[BEGIN]

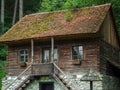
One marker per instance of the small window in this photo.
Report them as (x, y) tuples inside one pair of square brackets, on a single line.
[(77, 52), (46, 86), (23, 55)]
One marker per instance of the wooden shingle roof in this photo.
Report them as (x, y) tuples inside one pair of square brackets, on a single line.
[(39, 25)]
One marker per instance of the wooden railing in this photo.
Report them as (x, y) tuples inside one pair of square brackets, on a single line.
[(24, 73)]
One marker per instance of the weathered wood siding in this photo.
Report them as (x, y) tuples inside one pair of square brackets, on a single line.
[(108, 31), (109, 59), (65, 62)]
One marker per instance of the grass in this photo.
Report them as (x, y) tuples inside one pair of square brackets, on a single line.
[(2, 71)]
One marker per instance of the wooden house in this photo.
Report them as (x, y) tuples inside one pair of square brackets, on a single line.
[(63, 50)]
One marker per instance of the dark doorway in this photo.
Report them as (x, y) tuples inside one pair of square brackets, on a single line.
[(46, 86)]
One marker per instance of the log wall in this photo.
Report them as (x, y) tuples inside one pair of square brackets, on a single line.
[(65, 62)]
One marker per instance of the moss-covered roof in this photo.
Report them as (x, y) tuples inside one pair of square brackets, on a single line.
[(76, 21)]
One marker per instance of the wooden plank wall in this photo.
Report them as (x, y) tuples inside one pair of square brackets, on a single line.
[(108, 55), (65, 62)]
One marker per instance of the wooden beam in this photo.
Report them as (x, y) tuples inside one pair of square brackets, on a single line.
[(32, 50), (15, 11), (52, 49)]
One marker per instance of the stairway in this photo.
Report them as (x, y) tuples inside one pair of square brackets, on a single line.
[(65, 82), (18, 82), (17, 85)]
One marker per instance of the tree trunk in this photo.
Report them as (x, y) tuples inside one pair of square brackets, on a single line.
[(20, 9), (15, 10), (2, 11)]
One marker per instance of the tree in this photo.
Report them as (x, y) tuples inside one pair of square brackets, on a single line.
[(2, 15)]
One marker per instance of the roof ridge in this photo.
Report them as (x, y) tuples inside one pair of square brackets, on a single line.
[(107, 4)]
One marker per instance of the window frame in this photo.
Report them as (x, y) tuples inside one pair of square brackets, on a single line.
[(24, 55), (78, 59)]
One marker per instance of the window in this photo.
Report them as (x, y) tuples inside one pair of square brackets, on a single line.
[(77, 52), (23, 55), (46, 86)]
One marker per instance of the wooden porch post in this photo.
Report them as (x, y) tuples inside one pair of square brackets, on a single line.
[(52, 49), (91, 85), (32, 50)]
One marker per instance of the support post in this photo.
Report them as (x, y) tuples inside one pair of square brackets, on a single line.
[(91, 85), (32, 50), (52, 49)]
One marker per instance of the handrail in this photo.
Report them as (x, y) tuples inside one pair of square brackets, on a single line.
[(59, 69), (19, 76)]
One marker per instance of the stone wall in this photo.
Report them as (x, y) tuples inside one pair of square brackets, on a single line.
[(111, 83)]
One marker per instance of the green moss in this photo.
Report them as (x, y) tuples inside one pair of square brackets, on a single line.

[END]

* [What to produce]
Rewrite the records from the line with "One marker per instance of the wooden plank" through the line with "[(24, 55), (78, 59)]", both included, keeping each request as it stands. Shift every coordinate in the answers by adding 122 to each number.

* [Answer to this task]
One marker per instance of the wooden plank wall in this photo.
Report them as (x, y) tuples inside one pair of square brackets, on a single line.
[(230, 177), (187, 184)]
One marker per instance of the wooden beam in this photo.
Report them as (x, y) tuples inside one pair of square brackets, on a single line.
[(154, 172), (137, 133), (174, 171)]
One marker per instance of the stairway in this photo.
Report them as (x, y) tuples inside one pair of square brackets, on a single line.
[(187, 204), (140, 204), (139, 207)]
One marker per instance of the tree trunk in this photo.
Report them as (x, y) tuples inside one pair of square brackets, on a single line.
[(142, 131), (137, 132), (124, 133)]
One marker per instance of the tree in this photo.
Report them as (x, y) tuples inside one pair of square brackets, on a single line.
[(124, 137)]
One marker per instance of the roof ridge in this photo.
Report them as (x, y) tuples inside one pair of square brackets, on a single line.
[(229, 126)]
One marker per instance of the window frame in this photo.
Report them as (x, y) tuples inside one pair of square brackets, on a single line.
[(146, 177), (200, 181)]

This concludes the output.